*TASK PROMPT*:
Without including any pictures, copy each entry below exactly.

*SOURCE DATA*:
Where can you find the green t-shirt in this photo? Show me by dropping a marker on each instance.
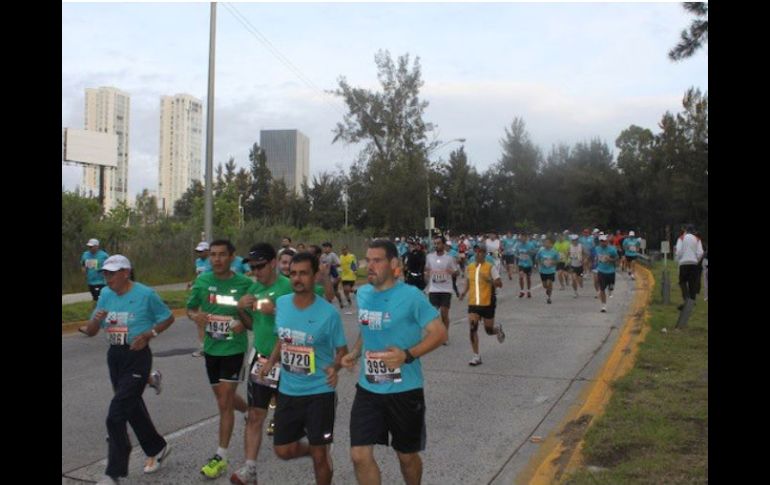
(219, 298)
(263, 325)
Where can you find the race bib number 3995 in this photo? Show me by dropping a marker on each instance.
(377, 372)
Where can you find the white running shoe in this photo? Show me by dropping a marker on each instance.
(153, 463)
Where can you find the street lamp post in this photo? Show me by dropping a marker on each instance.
(428, 221)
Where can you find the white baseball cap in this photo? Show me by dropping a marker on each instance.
(116, 262)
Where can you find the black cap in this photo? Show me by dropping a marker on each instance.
(260, 253)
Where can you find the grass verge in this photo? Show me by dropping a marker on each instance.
(655, 427)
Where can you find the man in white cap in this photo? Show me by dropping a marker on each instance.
(91, 262)
(132, 314)
(631, 250)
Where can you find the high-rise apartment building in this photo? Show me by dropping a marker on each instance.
(179, 163)
(107, 111)
(288, 156)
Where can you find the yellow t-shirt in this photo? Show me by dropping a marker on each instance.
(480, 280)
(346, 265)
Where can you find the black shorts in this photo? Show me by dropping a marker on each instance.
(311, 416)
(578, 270)
(605, 280)
(440, 299)
(258, 395)
(485, 312)
(402, 415)
(224, 368)
(95, 291)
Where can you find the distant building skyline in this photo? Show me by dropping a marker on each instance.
(288, 156)
(179, 158)
(107, 110)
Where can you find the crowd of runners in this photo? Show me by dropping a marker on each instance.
(287, 298)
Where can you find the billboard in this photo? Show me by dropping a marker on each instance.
(90, 147)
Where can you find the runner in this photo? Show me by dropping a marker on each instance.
(524, 252)
(562, 247)
(389, 401)
(547, 258)
(311, 343)
(213, 304)
(132, 315)
(606, 256)
(348, 267)
(631, 248)
(259, 304)
(576, 256)
(91, 262)
(439, 270)
(482, 279)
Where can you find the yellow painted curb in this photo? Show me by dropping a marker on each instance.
(72, 327)
(561, 451)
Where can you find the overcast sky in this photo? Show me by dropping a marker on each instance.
(572, 71)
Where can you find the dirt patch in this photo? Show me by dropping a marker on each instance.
(572, 434)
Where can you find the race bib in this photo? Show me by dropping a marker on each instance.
(271, 378)
(377, 372)
(219, 327)
(117, 335)
(439, 277)
(298, 359)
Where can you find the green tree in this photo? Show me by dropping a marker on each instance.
(394, 159)
(693, 39)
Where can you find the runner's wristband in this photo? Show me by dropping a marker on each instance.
(409, 357)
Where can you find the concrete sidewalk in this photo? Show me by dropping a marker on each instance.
(86, 296)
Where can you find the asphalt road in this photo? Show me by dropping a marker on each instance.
(479, 419)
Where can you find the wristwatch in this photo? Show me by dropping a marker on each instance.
(409, 357)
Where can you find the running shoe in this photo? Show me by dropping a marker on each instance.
(155, 381)
(215, 467)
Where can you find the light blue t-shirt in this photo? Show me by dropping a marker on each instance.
(524, 252)
(631, 246)
(587, 242)
(547, 259)
(139, 309)
(309, 339)
(395, 317)
(509, 246)
(603, 255)
(93, 263)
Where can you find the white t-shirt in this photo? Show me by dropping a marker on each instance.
(441, 269)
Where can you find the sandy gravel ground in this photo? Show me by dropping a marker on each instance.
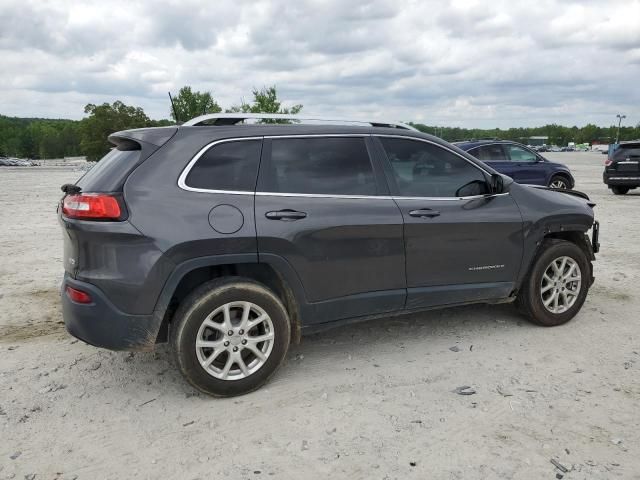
(372, 400)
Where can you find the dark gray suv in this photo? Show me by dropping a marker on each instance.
(231, 240)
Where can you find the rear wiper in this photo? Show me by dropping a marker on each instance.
(70, 188)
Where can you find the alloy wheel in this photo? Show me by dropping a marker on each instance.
(561, 284)
(235, 340)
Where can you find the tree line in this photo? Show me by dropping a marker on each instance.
(56, 138)
(42, 138)
(558, 134)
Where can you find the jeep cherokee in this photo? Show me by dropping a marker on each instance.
(231, 240)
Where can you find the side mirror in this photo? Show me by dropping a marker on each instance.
(496, 184)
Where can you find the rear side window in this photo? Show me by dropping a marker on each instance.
(231, 166)
(109, 170)
(488, 152)
(519, 154)
(425, 170)
(327, 165)
(627, 150)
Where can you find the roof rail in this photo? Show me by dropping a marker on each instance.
(234, 118)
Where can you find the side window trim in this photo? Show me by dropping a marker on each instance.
(185, 172)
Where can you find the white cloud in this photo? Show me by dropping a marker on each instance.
(467, 63)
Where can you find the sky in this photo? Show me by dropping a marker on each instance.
(474, 64)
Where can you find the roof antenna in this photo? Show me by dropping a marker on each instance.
(175, 113)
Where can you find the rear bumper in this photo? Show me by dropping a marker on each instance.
(617, 179)
(101, 324)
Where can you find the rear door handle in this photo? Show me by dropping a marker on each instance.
(424, 213)
(286, 215)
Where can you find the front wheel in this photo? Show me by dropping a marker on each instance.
(557, 285)
(229, 336)
(558, 181)
(619, 190)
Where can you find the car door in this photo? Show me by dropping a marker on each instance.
(528, 167)
(322, 205)
(493, 155)
(462, 244)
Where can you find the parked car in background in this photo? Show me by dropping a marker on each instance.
(520, 163)
(622, 167)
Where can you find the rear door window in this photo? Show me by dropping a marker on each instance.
(628, 150)
(489, 152)
(422, 169)
(324, 165)
(228, 166)
(520, 154)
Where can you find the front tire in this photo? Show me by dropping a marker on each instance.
(229, 336)
(557, 285)
(619, 190)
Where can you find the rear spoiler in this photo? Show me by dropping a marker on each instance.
(136, 138)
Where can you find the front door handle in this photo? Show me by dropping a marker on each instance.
(286, 215)
(424, 213)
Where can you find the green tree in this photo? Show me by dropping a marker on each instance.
(265, 101)
(105, 119)
(189, 104)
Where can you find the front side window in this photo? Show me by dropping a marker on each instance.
(323, 165)
(488, 152)
(231, 166)
(423, 169)
(519, 154)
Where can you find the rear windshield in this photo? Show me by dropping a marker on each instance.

*ANSWER FOR THE TASK*:
Where can you find the green t-shirt in this photo? Show me by dropping a marker on each instance.
(219, 298)
(263, 325)
Where can you find the race bib number 3995 in this photo? Show me by dropping a marker on each instance.
(377, 372)
Where can you find the white running shoe in this photo? Show me by dropping a marker on each instance.
(153, 463)
Where can you find the street lamp post in this photo? Show me by dropping a marker on each instance.
(428, 221)
Where can you find the white baseball cap in this photo? Show me by dropping a marker on each instance.
(116, 262)
Where can you find the black cap in this photo? Show me by dropping a marker on each instance.
(260, 253)
Where can you find the grass verge in this photo? Show me by dropping a marker on each instance.
(655, 427)
Where can you find the man in white cap in this photo? Show me by dropping a marker on each instance.
(91, 262)
(132, 314)
(631, 250)
Where can you find the high-rise apartment building in this photo? Show me by dropping a marker on each instance.
(179, 163)
(107, 111)
(288, 156)
Where can you find the yellow t-shirt in this photo? Show me by dropping a marker on each instance.
(480, 280)
(346, 265)
Where can you find the black shorts in this photo? Show me by dropping a marker on each instance.
(311, 416)
(578, 270)
(605, 280)
(440, 299)
(258, 395)
(485, 312)
(402, 415)
(224, 368)
(95, 291)
Where can you find the distant building skyline in this photo? Show me by dropping a marker on each instance.
(288, 156)
(179, 158)
(107, 110)
Where can you find the crowd of runners in this photo? Show me by dropping a marker on each instance.
(287, 298)
Where can you find the billboard in this photo? Show me by dropping a marker on each instance.
(90, 147)
Where can you find the runner in this photo? Show me by dropping a marker on each instance.
(524, 252)
(562, 247)
(389, 401)
(547, 258)
(311, 343)
(213, 304)
(132, 315)
(606, 256)
(348, 267)
(631, 248)
(259, 304)
(576, 256)
(91, 262)
(439, 270)
(482, 279)
Where can you find the yellow painted curb in this photo? Show me by dropping a marker on each instance.
(72, 327)
(561, 451)
Where can you find the overcast sky in this photo? Show me by dropping a marker on each instance.
(572, 71)
Where can you find the dirt patch in this photo? Show me by dropping a marker on each instance.
(572, 434)
Where can you find the race bib in this photo? Show me by dropping a marker on each instance.
(271, 378)
(377, 372)
(219, 327)
(117, 335)
(439, 277)
(298, 359)
Where can you find the green tree in this photo? Show me by dropping a marker on each instance.
(394, 159)
(693, 39)
Where can you find the runner's wristband in this photo? Show me by dropping a marker on each instance.
(409, 357)
Where can you find the concrete sidewalk in this photo? Show me by dropping a marker on each instance.
(86, 296)
Where can you find the asphalt road in this photo? Show me by dropping a marker on each instance.
(479, 419)
Where can you find the wristwatch in this photo? Show me by dropping a marker on each instance.
(409, 357)
Where can you find the running shoe in this photo? Show me by dropping a marker on each instance.
(155, 381)
(215, 467)
Where can you find the light blue t-shirt in this photo? Show me by dropping a marker on each instance.
(524, 252)
(631, 246)
(587, 242)
(547, 259)
(139, 309)
(309, 339)
(395, 317)
(509, 246)
(603, 255)
(93, 263)
Where can you find the white t-shirt in this photo? Show me by dropping a marker on each instance.
(441, 269)
Where can you find the sandy gravel ground in this photo? Show me by dropping a marker on each instance.
(372, 400)
Where can you find the dark gray suv in this photo? Show me by dropping a marker on each instance.
(231, 240)
Where can you find the rear wiper in this photo? Show me by dropping a marker on each instance.
(70, 188)
Where can you find the alloy wheel in this photo? Show me by dropping a marker on each instance.
(561, 284)
(235, 340)
Where can you find the tree line in this photo? Show me by dropping a marker on each instance.
(56, 138)
(42, 138)
(558, 134)
Where can you find the jeep cherokee in this photo? Show me by dropping a marker on each instance.
(231, 240)
Where can you find the side mirror in this photo? Show me by dropping a marker on each instance.
(496, 184)
Where can you find the rear side window in this photo? Show me by dropping a marker on each instance.
(231, 166)
(109, 170)
(488, 152)
(519, 154)
(425, 170)
(327, 165)
(627, 150)
Where can you find the roof rail in this photo? Show me by dropping a marker on each instance.
(234, 118)
Where can you find the side window trim in this photo? Show me by dropping a marker on each instance.
(185, 172)
Where can you find the white cloud in this photo? Show me by dropping a marker on each instance.
(467, 63)
Where can you find the sky in this photo? Show me by dropping a marker on each instance.
(474, 64)
Where can you find the roof antenna in this photo? Show me by dropping a marker on each instance.
(175, 113)
Where can you find the rear bumper in this photo? Show me by dropping a marker on each instance.
(617, 179)
(101, 324)
Where can you find the rear door handle in this photo? Show me by dropping a marker on each instance.
(424, 213)
(286, 215)
Where can you find the front wheel in this photo? Show me by dropping a marker on each instance.
(557, 285)
(229, 336)
(558, 181)
(619, 190)
Where can you find the car door in this photo? Show me by dropping a marker on each instance.
(528, 167)
(322, 205)
(493, 155)
(462, 244)
Where can you find the parked car in background in this photo? Show me by dropping a marker on each instance.
(520, 163)
(622, 167)
Where can you find the rear door window in this photo? Show me by dropping a marker on each instance.
(628, 150)
(489, 152)
(422, 169)
(324, 165)
(228, 166)
(520, 154)
Where can you find the front tire in this photo? Show me by dropping a marker on each instance.
(229, 336)
(557, 285)
(619, 190)
Where can you find the rear spoiler in this photo? Show me by dropping a marker on each instance.
(136, 138)
Where can you find the front door handle in this photo? Show me by dropping a marker on each instance.
(286, 215)
(424, 213)
Where can you find the green tree in this photo? Show me by dropping a marker on each instance.
(265, 101)
(105, 119)
(189, 104)
Where can you find the front side window in this photo? Show me by dropping a marker on each instance.
(323, 165)
(488, 152)
(231, 166)
(423, 169)
(519, 154)
Where can you find the rear windshield in this photo? Show me by dropping a marker on each instance.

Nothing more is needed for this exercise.